Text excerpt:
🤖 AI Summary
Existing large language models (LLMs) face three key challenges in sarcasm detection: single-perspective reasoning, insufficient holistic understanding, and poor interpretability. To address these, we propose CAF-I, a novel multi-agent collaborative framework tailored for sarcasm detection. CAF-I introduces the first LLM-based multi-agent paradigm that emulates human multi-perspective reasoning, deploying specialized agents—contextual, semantic, and rhetorical—to perform complementary, multi-dimensional analysis. A decision agent and a refinement-evaluation agent jointly optimize both classification accuracy and explanation quality. Through role-based task decomposition, collaborative inference, and conditional feedback-driven refinement, CAF-I achieves interpretable and feedback-aware sarcasm identification under zero-shot settings. Evaluated on multiple benchmark datasets, CAF-I attains an average Macro-F1 score of 76.31, outperforming the strongest baseline by 4.98 points and establishing new zero-shot state-of-the-art performance.

Complete the following:
1. In the summary on sarcasm detection, rewrite the paragraph that begins "Existing large language models" as a short bulleted list that keeps its main facts.
2. Carry on the summary on sarcasm detection from its last sentence.
The listing is not needed.

Material provided:
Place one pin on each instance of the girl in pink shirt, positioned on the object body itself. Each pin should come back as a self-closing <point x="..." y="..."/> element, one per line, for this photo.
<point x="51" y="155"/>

Response list:
1.
- Current LLMs struggle with sarcasm detection in three ways: single-perspective reasoning, weak holistic understanding, and poor interpretability.
- CAF-I is a multi-agent collaborative framework built for sarcasm detection. It is presented as the first LLM-based multi-agent approach that imitates human multi-perspective reasoning.
- Contextual, semantic, and rhetorical agents each analyze different, complementary dimensions of the input.
- A decision agent and a refinement-evaluation agent work together to improve both classification accuracy and explanation quality.
- The framework uses role-based task decomposition, collaborative inference, and conditional feedback-driven refinement. This gives interpretable, feedback-aware detection in zero-shot settings.
- On several benchmark datasets, CAF-I reaches an average Macro-F1 of 76.31. That is 4.98 points above the strongest baseline and a new zero-shot state of the art.

2.
📝 Abstract
Large language model (LLM) have become mainstream methods in the field of sarcasm detection. However, existing LLM methods face challenges in irony detection, including: 1. single-perspective limitations, 2. insufficient comprehensive understanding, and 3. lack of interpretability. This paper introduces the Collaborative Agent Framework for Irony (CAF-I), an LLM-driven multi-agent system designed to overcome these issues. CAF-I employs specialized agents for Context, Semantics, and Rhetoric, which perform multidimensional analysis and engage in interactive collaborative optimization. A Decision Agent then consolidates these perspectives, with a Refinement Evaluator Agent providing conditional feedback for optimization. Experiments on benchmark datasets establish CAF-I's state-of-the-art zero-shot performance. Achieving SOTA on the vast majority of metrics, CAF-I reaches an average Macro-F1 of 76.31, a 4.98 absolute improvement over the strongest prior baseline. This success is attained by its effective simulation of human-like multi-perspective analysis, enhancing detection accuracy and interpretability.